_SOURCE DATA_:
§
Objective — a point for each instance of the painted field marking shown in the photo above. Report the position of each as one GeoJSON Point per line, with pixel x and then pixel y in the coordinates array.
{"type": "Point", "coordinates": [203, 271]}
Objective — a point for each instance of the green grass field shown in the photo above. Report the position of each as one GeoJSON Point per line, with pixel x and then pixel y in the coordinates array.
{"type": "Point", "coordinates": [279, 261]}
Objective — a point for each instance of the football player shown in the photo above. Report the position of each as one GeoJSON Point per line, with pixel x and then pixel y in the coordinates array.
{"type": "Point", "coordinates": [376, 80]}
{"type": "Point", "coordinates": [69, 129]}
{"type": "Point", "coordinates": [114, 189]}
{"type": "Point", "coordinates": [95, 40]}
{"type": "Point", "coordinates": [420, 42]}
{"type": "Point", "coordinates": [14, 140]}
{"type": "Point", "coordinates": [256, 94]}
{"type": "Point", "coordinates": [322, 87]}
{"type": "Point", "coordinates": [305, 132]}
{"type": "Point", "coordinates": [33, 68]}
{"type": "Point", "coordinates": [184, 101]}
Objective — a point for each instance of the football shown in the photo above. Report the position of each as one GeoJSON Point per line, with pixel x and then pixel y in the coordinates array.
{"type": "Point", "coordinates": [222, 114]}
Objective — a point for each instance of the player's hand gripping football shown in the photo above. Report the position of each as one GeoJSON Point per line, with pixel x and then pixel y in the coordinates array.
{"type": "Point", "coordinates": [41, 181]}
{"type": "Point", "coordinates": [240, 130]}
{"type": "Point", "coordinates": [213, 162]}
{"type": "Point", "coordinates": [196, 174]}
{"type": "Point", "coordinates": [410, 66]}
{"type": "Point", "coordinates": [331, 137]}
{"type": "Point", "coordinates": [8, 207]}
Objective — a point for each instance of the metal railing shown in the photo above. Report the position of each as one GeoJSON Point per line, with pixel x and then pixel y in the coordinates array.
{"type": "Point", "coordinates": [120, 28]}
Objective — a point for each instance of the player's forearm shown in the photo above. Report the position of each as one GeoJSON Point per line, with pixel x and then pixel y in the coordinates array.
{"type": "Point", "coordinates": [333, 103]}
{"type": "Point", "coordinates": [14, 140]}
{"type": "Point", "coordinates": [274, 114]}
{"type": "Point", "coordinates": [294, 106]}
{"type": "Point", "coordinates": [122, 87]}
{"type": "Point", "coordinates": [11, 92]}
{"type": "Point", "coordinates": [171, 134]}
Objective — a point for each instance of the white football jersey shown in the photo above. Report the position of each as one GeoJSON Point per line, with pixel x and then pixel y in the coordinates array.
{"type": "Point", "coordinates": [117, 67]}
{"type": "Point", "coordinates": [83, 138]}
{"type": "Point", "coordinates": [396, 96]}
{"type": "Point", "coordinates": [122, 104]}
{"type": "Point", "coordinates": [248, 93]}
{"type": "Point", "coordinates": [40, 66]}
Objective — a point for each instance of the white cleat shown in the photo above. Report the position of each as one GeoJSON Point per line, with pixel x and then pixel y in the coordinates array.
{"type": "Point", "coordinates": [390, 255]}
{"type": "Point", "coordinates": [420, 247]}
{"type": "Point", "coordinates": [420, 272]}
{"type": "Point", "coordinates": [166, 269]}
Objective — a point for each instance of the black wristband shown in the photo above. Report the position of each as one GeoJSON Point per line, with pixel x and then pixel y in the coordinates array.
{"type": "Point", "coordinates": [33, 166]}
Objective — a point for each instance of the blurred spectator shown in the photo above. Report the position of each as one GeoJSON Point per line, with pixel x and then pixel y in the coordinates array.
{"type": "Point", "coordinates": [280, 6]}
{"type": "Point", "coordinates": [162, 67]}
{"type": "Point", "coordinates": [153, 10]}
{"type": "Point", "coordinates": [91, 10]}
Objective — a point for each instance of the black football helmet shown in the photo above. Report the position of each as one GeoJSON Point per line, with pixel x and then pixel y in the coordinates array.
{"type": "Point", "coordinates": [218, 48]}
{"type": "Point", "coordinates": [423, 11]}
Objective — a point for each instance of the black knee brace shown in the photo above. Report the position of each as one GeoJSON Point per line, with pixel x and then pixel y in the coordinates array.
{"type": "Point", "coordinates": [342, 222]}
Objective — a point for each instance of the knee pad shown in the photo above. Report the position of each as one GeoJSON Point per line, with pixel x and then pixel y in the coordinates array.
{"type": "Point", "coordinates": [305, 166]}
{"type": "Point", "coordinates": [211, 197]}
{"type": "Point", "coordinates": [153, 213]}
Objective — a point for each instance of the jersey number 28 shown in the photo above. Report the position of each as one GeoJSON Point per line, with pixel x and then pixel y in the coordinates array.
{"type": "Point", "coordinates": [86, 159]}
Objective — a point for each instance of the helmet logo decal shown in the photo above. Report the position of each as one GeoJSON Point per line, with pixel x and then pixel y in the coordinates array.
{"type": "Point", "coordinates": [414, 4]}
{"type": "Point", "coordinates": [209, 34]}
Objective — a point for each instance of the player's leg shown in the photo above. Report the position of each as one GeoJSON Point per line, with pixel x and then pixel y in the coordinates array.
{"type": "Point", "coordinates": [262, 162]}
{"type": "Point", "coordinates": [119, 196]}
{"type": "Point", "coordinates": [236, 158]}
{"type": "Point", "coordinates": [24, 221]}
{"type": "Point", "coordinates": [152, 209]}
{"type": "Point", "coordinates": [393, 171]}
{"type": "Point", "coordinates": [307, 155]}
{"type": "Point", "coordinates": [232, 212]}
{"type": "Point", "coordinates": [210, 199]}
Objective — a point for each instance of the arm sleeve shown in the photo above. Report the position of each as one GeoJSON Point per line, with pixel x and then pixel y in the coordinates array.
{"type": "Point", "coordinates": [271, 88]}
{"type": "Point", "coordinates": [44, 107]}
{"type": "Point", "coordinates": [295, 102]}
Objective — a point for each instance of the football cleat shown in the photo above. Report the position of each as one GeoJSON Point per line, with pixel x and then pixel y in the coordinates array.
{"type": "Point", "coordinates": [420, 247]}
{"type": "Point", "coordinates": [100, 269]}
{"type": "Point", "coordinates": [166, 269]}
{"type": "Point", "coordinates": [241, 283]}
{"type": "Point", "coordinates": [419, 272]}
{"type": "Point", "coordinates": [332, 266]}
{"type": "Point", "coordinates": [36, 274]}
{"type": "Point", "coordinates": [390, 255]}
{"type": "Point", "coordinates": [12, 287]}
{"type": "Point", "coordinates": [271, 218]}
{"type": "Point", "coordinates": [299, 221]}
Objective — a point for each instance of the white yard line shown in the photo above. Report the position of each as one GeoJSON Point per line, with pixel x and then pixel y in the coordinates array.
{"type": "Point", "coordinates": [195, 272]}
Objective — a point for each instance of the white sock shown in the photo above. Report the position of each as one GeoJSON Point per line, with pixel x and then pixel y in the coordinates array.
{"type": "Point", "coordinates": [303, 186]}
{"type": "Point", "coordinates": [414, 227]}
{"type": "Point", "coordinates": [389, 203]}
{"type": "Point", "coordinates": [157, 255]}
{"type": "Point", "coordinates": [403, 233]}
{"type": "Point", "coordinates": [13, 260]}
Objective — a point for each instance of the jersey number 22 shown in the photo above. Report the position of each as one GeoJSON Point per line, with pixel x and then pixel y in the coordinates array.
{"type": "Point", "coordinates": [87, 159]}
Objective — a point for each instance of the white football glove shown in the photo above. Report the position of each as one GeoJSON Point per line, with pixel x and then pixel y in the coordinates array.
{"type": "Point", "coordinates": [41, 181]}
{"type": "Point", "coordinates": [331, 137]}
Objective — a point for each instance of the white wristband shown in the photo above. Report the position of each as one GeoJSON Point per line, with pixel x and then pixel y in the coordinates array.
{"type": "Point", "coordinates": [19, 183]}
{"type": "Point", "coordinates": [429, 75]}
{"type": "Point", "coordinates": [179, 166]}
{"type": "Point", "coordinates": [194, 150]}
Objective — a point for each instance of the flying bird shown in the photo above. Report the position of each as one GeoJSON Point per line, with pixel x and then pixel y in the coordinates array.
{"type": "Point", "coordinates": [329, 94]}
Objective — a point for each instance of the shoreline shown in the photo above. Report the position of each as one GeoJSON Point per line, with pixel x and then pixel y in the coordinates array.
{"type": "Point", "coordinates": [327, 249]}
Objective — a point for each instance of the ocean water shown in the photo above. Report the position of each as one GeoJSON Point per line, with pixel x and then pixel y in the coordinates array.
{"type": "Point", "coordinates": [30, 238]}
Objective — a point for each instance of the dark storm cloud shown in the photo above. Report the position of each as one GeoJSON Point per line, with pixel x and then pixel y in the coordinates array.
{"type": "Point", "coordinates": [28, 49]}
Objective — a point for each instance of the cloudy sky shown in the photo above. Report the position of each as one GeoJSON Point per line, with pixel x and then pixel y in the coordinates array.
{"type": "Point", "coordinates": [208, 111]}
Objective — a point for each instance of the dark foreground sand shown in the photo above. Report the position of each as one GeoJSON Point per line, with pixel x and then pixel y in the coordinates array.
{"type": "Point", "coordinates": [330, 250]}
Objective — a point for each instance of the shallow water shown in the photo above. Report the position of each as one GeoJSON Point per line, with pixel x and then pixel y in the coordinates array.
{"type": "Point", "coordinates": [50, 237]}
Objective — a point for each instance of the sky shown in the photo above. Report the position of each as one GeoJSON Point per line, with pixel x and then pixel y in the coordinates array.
§
_EXERCISE PROMPT_:
In the listing above, the line with "Objective — a point for each instance of the shallow" and every line after it must be set down word for word, and no other line.

_THE ANSWER_:
Objective — a point for each instance of the shallow water shown in the photo above. Report the position of each as one GeoJSON Point per line, with pixel x and then pixel y in the coordinates array.
{"type": "Point", "coordinates": [50, 237]}
Objective — a point for each instance of the sky shown in the photo above. Report the position of each as one GeoJSON Point per line, with pixel x and then pixel y in the coordinates array.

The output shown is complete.